## START Extracted records

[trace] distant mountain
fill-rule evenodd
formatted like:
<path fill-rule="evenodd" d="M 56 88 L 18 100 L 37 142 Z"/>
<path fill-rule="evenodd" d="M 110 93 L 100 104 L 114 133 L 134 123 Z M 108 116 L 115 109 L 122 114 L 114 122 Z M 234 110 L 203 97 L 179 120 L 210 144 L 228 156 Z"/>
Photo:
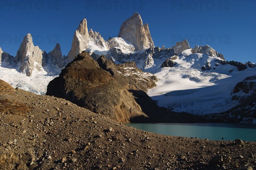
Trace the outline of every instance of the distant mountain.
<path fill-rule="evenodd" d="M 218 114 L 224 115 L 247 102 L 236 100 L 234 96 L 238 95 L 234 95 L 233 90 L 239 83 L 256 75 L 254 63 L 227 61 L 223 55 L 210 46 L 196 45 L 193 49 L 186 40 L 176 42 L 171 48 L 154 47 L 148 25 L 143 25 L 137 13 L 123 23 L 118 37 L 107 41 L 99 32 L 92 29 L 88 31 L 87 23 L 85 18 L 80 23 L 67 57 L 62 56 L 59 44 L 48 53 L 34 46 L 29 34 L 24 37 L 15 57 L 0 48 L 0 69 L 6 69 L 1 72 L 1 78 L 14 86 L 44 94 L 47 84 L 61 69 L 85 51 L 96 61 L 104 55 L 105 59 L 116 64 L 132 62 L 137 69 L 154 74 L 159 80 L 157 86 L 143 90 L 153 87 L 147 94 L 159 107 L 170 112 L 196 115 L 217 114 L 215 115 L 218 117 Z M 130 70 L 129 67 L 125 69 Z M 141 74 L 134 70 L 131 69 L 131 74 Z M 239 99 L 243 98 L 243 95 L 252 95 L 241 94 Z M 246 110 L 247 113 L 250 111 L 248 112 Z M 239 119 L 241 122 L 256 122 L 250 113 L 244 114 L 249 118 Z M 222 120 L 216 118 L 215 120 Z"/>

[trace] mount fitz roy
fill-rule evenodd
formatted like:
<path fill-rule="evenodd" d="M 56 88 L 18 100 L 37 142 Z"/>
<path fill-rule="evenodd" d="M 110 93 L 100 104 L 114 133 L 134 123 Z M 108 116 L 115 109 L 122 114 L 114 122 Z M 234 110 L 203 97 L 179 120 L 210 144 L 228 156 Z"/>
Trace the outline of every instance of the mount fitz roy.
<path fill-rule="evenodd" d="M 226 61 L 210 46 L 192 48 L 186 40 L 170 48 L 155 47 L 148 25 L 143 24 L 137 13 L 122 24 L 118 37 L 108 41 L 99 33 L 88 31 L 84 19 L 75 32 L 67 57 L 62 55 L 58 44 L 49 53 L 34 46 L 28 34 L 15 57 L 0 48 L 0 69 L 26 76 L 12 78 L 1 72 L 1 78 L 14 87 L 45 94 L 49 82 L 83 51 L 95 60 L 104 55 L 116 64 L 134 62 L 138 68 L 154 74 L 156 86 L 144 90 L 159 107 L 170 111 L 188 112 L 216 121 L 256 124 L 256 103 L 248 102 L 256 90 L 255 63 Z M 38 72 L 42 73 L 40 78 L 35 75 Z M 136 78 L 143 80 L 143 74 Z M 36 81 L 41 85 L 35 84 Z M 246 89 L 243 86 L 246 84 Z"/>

## END Extracted records
## START Extracted records

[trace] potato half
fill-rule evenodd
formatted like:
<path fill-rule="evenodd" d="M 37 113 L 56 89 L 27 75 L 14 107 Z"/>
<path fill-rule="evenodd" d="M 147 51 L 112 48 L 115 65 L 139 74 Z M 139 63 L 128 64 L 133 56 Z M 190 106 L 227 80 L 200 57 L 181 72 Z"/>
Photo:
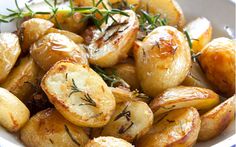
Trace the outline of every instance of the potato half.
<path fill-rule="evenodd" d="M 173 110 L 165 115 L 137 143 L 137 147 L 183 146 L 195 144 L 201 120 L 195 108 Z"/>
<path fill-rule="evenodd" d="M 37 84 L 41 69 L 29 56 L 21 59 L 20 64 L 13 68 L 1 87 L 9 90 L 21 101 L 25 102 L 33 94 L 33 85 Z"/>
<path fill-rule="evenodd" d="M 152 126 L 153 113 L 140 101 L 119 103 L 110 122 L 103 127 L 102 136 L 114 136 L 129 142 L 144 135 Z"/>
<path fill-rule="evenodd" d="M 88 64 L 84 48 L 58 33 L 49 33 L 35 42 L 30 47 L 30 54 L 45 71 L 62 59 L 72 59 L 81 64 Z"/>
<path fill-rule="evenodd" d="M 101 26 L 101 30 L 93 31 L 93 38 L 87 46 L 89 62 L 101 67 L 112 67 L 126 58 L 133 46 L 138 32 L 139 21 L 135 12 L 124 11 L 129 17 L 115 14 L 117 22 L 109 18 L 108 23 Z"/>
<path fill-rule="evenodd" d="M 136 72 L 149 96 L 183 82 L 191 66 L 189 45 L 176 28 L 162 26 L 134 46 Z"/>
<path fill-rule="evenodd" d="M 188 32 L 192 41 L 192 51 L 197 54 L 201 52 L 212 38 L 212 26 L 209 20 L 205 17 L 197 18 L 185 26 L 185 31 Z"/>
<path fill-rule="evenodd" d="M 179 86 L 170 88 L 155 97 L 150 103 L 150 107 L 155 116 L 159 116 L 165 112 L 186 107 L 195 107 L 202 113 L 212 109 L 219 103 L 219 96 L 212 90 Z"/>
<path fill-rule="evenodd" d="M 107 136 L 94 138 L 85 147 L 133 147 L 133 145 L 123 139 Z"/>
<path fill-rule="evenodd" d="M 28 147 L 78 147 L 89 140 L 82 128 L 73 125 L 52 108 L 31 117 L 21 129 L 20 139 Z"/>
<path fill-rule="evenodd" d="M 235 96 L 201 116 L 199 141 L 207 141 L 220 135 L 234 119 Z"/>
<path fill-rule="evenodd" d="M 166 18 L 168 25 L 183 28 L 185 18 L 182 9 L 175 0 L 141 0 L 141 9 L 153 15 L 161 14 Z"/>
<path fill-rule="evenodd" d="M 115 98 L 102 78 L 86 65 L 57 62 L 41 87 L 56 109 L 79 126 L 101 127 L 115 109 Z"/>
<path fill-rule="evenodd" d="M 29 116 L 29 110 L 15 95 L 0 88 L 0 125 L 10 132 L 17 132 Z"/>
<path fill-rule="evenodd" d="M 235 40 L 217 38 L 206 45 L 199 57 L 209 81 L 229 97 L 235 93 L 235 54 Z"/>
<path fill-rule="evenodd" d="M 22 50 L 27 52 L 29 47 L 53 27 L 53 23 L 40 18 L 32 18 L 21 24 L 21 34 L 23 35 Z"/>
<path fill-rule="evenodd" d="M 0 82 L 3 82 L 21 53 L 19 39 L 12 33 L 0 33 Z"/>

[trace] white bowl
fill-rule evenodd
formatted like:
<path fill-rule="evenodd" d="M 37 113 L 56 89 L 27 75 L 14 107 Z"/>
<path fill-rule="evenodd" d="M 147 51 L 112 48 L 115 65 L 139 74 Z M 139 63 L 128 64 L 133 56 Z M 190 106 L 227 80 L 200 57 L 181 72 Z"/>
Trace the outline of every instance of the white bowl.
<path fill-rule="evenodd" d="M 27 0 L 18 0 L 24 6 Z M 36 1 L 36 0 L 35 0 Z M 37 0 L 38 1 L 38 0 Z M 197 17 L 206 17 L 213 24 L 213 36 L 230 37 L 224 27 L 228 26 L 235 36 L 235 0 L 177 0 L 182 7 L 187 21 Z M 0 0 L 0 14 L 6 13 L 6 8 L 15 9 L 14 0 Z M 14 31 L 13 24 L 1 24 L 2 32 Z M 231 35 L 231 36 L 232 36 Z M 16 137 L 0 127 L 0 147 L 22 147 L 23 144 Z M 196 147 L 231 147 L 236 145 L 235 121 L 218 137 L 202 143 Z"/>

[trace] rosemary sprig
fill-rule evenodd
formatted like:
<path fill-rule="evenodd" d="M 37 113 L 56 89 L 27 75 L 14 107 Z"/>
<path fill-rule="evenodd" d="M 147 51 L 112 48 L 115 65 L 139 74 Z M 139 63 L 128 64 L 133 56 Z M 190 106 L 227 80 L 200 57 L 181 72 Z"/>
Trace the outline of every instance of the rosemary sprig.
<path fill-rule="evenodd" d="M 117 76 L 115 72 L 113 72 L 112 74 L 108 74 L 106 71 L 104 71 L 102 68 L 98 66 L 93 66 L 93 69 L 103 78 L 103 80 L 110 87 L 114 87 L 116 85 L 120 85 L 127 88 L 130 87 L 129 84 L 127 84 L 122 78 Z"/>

## END Extracted records

● Aim of the exercise
Copy out the lines above from the one holding "[trace] distant mountain" through the one holding "218 114 L 224", including both, and leave the pictures out of your copy.

● Full solution
[trace] distant mountain
fill-rule evenodd
formatted like:
<path fill-rule="evenodd" d="M 56 88 L 18 100 L 37 142 Z"/>
<path fill-rule="evenodd" d="M 110 93 L 100 104 L 114 133 L 134 123 Z M 108 116 L 115 109 L 122 114 L 114 122 Z M 234 110 L 203 97 L 179 120 L 210 144 L 228 156 Z"/>
Photo:
Trace the outline of every instance of the distant mountain.
<path fill-rule="evenodd" d="M 218 114 L 224 115 L 247 102 L 236 100 L 234 96 L 238 95 L 234 95 L 233 90 L 239 83 L 256 75 L 254 63 L 227 61 L 223 55 L 210 46 L 196 45 L 193 49 L 186 40 L 176 42 L 171 48 L 154 47 L 148 25 L 143 25 L 137 13 L 123 23 L 118 37 L 107 41 L 99 32 L 92 29 L 88 31 L 87 23 L 85 18 L 80 23 L 67 57 L 62 56 L 59 44 L 48 53 L 34 46 L 29 34 L 24 37 L 15 57 L 0 48 L 0 69 L 6 69 L 1 72 L 1 78 L 14 86 L 44 94 L 47 84 L 61 69 L 85 51 L 96 61 L 104 55 L 105 59 L 116 64 L 132 62 L 137 69 L 154 74 L 159 80 L 157 86 L 143 90 L 153 87 L 147 94 L 159 107 L 170 112 L 196 115 L 217 114 L 215 115 L 218 117 Z M 130 70 L 129 67 L 125 69 Z M 141 74 L 134 70 L 131 69 L 131 74 Z M 239 99 L 243 98 L 243 95 L 252 95 L 241 94 Z M 246 110 L 247 113 L 250 111 L 248 112 Z M 239 119 L 241 122 L 256 122 L 250 113 L 244 114 L 249 118 Z M 222 120 L 216 118 L 215 120 Z"/>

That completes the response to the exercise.